Problem statement
Begin at the line containing "find the bare tree in the photo above" and copy each line exactly through the end of the records, leaving out what comes before.

# # # # #

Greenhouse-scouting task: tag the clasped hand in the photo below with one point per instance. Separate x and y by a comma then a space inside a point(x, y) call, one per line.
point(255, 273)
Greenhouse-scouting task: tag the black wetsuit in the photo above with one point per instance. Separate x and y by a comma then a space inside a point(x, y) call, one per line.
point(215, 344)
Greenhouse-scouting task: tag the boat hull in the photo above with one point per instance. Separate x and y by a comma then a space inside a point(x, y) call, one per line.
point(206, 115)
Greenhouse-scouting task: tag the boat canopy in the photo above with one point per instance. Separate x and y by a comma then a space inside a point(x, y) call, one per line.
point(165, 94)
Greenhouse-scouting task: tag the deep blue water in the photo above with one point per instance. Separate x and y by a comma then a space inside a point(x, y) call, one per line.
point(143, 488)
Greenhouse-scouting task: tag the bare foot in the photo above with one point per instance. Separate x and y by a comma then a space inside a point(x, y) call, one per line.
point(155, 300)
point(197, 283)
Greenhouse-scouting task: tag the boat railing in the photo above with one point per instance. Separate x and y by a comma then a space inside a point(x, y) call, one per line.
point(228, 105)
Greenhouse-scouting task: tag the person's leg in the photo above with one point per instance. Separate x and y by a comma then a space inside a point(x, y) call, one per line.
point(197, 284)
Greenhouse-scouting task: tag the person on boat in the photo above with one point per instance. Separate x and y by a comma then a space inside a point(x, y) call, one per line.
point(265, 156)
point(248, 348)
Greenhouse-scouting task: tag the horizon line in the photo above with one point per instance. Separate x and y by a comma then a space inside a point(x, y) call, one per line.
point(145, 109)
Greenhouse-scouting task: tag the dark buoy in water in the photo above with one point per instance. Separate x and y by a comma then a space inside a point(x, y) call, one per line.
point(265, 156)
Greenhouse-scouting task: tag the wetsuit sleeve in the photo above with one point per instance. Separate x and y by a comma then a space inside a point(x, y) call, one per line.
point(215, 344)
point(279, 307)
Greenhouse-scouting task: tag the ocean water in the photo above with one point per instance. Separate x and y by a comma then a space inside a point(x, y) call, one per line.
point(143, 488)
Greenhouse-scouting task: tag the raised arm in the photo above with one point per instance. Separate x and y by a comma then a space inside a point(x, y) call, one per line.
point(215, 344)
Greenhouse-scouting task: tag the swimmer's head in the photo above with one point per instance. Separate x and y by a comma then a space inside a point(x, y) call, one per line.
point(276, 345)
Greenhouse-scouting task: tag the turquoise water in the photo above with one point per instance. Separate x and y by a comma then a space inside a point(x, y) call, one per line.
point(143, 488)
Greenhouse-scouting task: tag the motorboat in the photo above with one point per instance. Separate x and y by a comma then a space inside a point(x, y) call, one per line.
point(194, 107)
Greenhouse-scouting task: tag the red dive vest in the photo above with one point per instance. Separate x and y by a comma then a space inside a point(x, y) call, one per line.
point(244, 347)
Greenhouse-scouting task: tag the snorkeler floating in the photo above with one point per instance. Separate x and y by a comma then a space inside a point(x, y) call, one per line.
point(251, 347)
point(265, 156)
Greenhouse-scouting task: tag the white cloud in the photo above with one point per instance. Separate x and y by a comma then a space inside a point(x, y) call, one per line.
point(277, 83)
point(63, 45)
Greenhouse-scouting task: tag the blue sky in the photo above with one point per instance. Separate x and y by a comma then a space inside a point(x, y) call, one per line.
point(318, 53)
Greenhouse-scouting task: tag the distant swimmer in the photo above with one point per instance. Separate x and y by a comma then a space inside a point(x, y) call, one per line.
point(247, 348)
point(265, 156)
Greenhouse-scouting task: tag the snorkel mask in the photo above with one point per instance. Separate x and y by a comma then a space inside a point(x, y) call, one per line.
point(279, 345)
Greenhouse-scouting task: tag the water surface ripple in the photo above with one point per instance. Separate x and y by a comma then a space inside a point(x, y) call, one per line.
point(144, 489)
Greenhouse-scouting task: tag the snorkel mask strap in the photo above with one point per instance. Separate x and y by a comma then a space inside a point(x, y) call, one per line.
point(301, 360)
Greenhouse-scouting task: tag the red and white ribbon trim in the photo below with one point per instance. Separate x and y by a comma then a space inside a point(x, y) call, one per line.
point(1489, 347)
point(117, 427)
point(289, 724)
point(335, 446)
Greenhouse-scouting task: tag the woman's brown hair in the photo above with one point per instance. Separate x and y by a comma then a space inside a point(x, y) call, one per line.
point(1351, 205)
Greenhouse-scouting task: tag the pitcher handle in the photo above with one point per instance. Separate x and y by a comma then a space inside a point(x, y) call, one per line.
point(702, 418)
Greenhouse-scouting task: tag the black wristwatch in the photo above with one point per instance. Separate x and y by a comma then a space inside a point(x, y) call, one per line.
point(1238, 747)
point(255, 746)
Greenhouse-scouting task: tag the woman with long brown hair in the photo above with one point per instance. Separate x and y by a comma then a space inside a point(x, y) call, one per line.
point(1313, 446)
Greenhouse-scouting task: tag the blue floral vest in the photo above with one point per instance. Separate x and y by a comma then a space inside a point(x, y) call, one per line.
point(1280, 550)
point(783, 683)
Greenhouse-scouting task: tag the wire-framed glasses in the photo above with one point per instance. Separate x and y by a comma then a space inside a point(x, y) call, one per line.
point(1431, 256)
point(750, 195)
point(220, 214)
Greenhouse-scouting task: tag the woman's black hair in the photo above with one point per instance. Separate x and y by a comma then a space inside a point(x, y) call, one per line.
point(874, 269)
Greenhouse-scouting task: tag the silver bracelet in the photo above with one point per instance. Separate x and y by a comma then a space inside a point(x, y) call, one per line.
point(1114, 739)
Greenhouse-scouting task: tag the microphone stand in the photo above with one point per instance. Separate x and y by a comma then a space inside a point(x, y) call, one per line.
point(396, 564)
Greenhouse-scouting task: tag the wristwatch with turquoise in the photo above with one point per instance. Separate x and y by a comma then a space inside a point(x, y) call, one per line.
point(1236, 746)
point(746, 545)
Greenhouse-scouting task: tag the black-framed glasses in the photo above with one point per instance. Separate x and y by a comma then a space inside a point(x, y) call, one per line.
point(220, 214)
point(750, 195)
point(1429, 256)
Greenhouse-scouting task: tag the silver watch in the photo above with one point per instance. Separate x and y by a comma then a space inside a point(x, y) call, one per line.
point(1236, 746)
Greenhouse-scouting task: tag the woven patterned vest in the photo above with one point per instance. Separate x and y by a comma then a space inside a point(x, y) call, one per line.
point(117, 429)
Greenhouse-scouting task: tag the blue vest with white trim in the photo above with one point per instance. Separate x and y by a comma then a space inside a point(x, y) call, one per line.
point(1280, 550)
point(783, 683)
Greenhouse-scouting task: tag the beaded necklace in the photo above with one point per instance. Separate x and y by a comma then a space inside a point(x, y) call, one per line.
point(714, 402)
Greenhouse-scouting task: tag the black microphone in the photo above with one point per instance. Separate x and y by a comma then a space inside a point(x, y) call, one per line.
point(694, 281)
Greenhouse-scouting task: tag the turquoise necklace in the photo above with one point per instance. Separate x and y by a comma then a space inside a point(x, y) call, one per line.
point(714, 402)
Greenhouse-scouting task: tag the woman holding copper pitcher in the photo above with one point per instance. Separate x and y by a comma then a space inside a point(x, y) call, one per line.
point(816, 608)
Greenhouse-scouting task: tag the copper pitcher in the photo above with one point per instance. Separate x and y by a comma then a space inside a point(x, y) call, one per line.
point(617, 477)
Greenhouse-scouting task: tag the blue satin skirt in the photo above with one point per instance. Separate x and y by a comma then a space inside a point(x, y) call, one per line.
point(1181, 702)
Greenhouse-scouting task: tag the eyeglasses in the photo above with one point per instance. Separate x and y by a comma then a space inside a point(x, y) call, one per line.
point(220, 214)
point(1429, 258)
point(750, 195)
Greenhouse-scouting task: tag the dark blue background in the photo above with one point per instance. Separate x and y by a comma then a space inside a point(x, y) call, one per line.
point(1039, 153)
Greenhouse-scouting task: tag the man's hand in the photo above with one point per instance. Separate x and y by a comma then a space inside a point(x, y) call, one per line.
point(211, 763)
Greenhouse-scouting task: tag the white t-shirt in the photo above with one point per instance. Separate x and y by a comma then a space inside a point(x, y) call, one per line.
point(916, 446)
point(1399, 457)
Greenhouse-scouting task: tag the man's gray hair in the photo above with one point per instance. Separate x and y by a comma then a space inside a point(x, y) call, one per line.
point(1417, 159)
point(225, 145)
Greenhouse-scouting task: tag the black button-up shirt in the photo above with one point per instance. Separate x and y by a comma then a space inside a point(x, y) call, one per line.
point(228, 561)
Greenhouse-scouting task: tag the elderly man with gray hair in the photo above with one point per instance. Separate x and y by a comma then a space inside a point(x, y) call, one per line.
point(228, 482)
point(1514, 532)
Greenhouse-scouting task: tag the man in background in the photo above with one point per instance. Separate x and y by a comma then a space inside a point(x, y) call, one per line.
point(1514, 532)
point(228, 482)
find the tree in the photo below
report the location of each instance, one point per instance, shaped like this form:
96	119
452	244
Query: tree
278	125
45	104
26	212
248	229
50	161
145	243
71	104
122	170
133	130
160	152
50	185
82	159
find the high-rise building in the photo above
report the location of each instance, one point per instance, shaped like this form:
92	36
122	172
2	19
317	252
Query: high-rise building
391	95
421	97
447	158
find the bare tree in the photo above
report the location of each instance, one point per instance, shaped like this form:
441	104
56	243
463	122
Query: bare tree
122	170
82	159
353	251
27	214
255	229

# # # # #

Response
find the bare tree in the photo above
report the location of each instance, one point per instance, shaped like this form:
441	104
56	243
463	122
Query: bare tree
122	170
82	159
353	251
27	214
255	229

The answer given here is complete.